-- What is required --
Quote the records beneath, complete and exact. Leave out images.

[Point-per-instance localization data]
☆ ☆ ☆ ☆ ☆
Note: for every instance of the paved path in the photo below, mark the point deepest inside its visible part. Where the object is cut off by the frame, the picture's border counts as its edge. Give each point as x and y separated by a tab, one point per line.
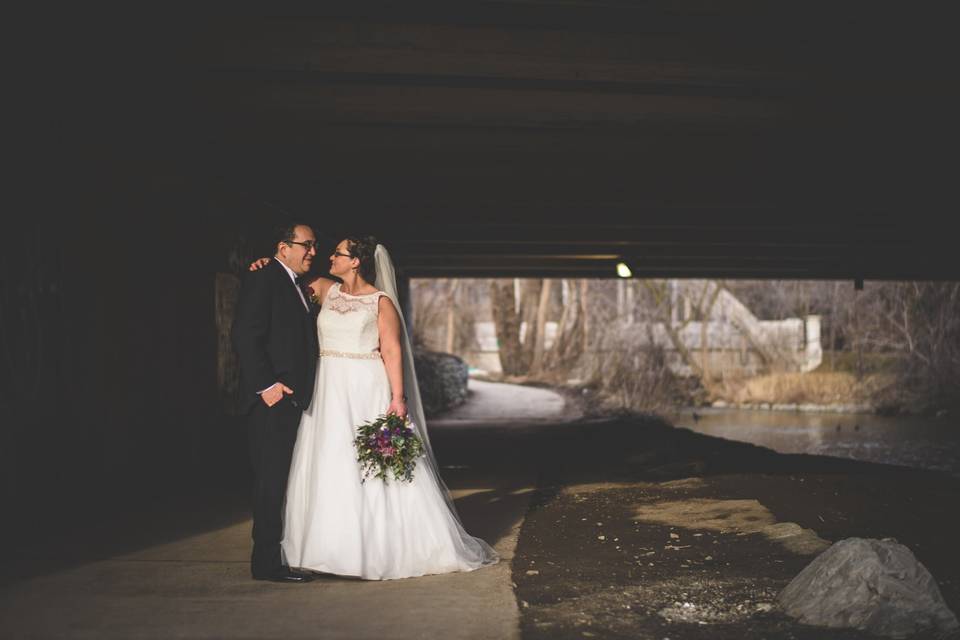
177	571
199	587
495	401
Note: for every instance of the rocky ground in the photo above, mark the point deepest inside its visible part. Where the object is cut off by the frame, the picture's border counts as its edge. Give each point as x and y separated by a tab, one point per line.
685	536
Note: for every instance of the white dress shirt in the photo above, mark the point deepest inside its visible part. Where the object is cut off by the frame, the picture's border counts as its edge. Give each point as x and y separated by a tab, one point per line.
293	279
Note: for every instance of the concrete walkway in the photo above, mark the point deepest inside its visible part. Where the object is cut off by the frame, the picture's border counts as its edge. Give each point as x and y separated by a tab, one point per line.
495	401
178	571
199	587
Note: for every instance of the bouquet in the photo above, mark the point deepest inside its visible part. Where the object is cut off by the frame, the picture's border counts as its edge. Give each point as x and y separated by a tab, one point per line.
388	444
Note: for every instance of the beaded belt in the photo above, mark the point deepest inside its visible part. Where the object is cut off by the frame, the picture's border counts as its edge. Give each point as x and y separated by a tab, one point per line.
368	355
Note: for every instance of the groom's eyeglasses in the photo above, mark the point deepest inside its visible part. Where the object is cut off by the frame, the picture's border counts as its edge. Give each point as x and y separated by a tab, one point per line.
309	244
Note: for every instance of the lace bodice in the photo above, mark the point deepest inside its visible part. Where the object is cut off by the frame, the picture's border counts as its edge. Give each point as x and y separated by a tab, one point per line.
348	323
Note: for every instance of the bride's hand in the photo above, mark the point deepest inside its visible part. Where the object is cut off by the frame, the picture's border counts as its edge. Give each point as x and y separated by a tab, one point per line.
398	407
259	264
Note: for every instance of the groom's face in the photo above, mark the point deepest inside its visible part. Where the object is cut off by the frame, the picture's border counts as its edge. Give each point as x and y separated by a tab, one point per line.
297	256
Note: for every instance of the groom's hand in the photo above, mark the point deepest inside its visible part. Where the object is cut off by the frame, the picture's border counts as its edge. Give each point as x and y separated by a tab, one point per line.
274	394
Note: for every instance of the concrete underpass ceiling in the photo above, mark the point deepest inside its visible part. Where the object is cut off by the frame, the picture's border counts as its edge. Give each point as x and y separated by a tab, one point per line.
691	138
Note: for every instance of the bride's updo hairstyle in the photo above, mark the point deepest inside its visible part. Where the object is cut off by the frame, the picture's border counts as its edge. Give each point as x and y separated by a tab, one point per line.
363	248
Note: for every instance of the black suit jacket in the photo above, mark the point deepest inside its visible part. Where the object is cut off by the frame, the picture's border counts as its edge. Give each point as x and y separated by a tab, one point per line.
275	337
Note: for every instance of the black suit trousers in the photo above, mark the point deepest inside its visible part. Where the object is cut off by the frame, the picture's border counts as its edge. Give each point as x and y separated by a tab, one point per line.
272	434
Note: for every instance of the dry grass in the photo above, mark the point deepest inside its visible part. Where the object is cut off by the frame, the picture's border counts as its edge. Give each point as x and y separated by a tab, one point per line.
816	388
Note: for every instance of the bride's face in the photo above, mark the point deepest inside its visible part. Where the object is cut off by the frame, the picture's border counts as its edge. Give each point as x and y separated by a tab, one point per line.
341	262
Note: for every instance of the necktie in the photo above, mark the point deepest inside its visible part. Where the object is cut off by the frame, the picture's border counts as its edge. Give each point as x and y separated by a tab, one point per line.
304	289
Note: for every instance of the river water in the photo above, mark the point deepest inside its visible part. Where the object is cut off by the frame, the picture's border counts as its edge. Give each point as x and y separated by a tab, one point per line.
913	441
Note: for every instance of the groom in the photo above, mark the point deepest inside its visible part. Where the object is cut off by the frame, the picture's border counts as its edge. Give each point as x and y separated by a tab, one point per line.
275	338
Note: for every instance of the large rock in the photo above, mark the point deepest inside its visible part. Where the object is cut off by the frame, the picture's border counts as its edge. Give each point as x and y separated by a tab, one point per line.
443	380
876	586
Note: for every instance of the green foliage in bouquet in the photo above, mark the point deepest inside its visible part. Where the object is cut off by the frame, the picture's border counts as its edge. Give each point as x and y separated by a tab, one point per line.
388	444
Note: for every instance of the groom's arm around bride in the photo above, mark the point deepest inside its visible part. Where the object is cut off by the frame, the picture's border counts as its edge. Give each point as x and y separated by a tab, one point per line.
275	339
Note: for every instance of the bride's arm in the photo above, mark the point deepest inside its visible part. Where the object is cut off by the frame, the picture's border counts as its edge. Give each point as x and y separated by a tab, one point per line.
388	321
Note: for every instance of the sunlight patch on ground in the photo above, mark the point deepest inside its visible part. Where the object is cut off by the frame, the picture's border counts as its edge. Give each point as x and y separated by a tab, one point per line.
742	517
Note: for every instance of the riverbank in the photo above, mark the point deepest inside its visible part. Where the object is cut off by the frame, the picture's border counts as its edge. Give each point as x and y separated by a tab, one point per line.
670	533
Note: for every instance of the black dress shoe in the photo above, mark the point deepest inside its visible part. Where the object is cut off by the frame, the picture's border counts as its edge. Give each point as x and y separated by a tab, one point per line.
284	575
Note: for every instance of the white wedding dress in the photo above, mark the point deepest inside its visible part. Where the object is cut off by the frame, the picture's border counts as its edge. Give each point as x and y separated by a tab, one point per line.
☆ ☆ ☆ ☆ ☆
-- Finished exercise --
Note: for every instance of the paved path in the photo below, mark the point deepest inside its visible part. Where the object is cut off by the frame, the picture's border counts as its edge. Give each point as x and y separated by a tab, one point per line.
177	571
199	587
495	401
Note: for every instance of the rocky ground in the photo above, mark the point deepest inside its visible part. Where the object is cut off by the frame, the picture's border counts as its edge. Give each point as x and y separated by a tab, one point per line.
685	536
Note: for every instance of the white dress shirt in the photo above, mark the point deepest inside its visible part. Where the object is cut off by the frame, the picture's border counts as its edge. Give each point as x and y separated by a tab, one point per line.
293	279
Note: for every instance of the concrete walkway in the photo above, mark the point deepest inside its visible part. Where the object is cut off by the frame, the picture's border counts as its edge. Give each point as x and y separated by a tab, one point per line.
495	401
178	571
199	587
Note: for every instance of the bouquet in the photo above, mark the point deepest inside its visible part. Where the object is cut off by the frame, the picture's border counts as its edge. Give each point as x and y separated by a tab, one point per line.
388	444
Note: for every instance of the beaded belt in the photo above, mark the point deepest inside its visible part. Where the object is cut off by the frame, the picture's border counts as its edge. Give each point as x and y separated by a tab, one point per line.
368	355
Note: for every instance of the groom's eyeglasses in the photo above, mark the point deepest inside its visible part. Where the object is cut off by the frame, the picture's border counts as its edge. Give each point as x and y separated by a tab, one point per line.
309	244
Note: for every instance of the lace bodice in the photo above, mark the point deepest inside its visible part. Where the object is cut off by the frame, the picture's border counts as its edge. Give each point as x and y separated by a tab, one point per line.
348	323
Note: for every instance of the bride's hand in the photo above, mark the point deepest inside its visible part. Where the object is cut off by the frame, the picture's border counts as its edge. Give each point as x and y separated by a tab, one point per line.
398	407
259	264
Note: for every instance of the groom's face in the photo above, mark the point deepest inside its visible part. Where the object is cut off by the frame, the picture's border counts as its edge. Give each point as x and y separated by a tab, one point per line.
297	256
Note: for every instance of the groom's hand in the photo above, mark the point deepest inside its visible part. Where the object is cut off by the frame, the picture's border counts as its edge. Give each point as x and y separated by a tab, one point per line.
274	394
Note: for every instance of the concrete underpass ceiling in the photo above, mark the point deepest inside its visible part. Where the object is cut off by the frame, the picture's border counts as its edge. Give each point as x and y separated by a tab, one point per line.
691	138
Note: for every instance of the bride's updo hairstyle in the photo above, mark the point deepest inside its visible part. Where the object is cut off by the frame, the picture's border counts as its edge. Give each point as x and y separated by a tab, one point per line.
363	248
Note: for every instance of the black suit jacket in the photo above, mark the point deepest inside its visible part. Where the object is cut off by the frame, the picture's border counts as its edge. Give each point as x and y separated by a tab, one point per line.
275	337
Note: for every instance of the black suit trousers in the photo above, mark the point deepest inside its visible part. Where the object is cut off by the frame, the picture's border counts as its edge. Give each point as x and y separated by a tab, one point per line.
272	434
Note: for every instance of the dry grass in the photo above, mark the point deepest inside its visible part. Where the object is cut off by the frame, the picture's border counts as its edge. Give each point as x and y separated by a tab, one point per line.
816	388
Note: for every instance of the bride's face in the photo above, mark the point deepest inside its visible part. Where the object is cut off by the frame, the picture's border counts as its edge. Give each point as x and y separated by a tab, one point per line.
341	262
Note: for every instance of the necktie in the photo above, mark the point deepest inside its visible part. Where the object is cut off by the frame, the picture's border counts as its edge. Give each point as x and y separated by a tab, one point per line.
304	289
Note: for every instance of the river water in the photo above, mark the point deepest inside its visible part. Where the object is cut off by the frame, the picture's border counts as its edge. Give each point as x and y separated by a tab, one point per line.
913	441
Note: for every instance of the groom in the photo above, mark the point deepest inside its visible part. Where the object is cut off by the frame, the picture's border counts as its edge. Give each point as x and y separated by a tab, one point per line.
275	338
Note: for every instance of the large rock in the photo above, mark the point deepest inside its visible part. Where the object is cut off by the frame, the picture's border counts as its edge. Give each point as x and y separated by a tab, one point per line.
443	380
876	586
Note: for every instance of the green foliage in bouquet in the photo above, mark the point deepest inside its visible part. Where the object is cut off by the frame, the picture's border counts as its edge. Give each point as x and y separated by a tab, one point per line.
388	444
Note: for every instance of the groom's arm around bride in the photo above, mark the point deepest inside its visible part. Where the object is cut off by the frame, the picture's border counts as its edge. Give each point as x and y separated by a tab, one point per line.
275	339
Note: for every instance of the bride's arm in the photo above, mark the point deepest inside its visible part. Where the object is cut off by the frame, the picture's border counts as its edge. Give each point as x and y separated by a tab, one point per line.
388	321
Note: for every instance of the sunlight patch on ground in the photo above, mark the point deepest inside its visible part. Where the object is cut off by the frame, the picture's border counts as its edge. Give each point as x and y separated by a tab, one point per line.
742	517
Note: for every instance of the riverbank in the photo above, mark the point deepest inside its visible part. Where the object is cut off by the frame, the picture's border counts as its edge. Give each point as x and y separated by a tab, one point per line.
670	533
Note: for every instance of the black dress shoe in the photo above, mark the point deepest inside its visible part. Where the object is cut off by the frame, the picture's border counts as its edge. Give each point as x and y separated by a tab, one point per line.
284	575
Note: for every instance of the white wedding dress in the photo above, mark the point deepest inside its visible part. Where the object is cut off by the frame, the picture's border counts as its edge. Give each point as x and y separated by a tab, one point per line.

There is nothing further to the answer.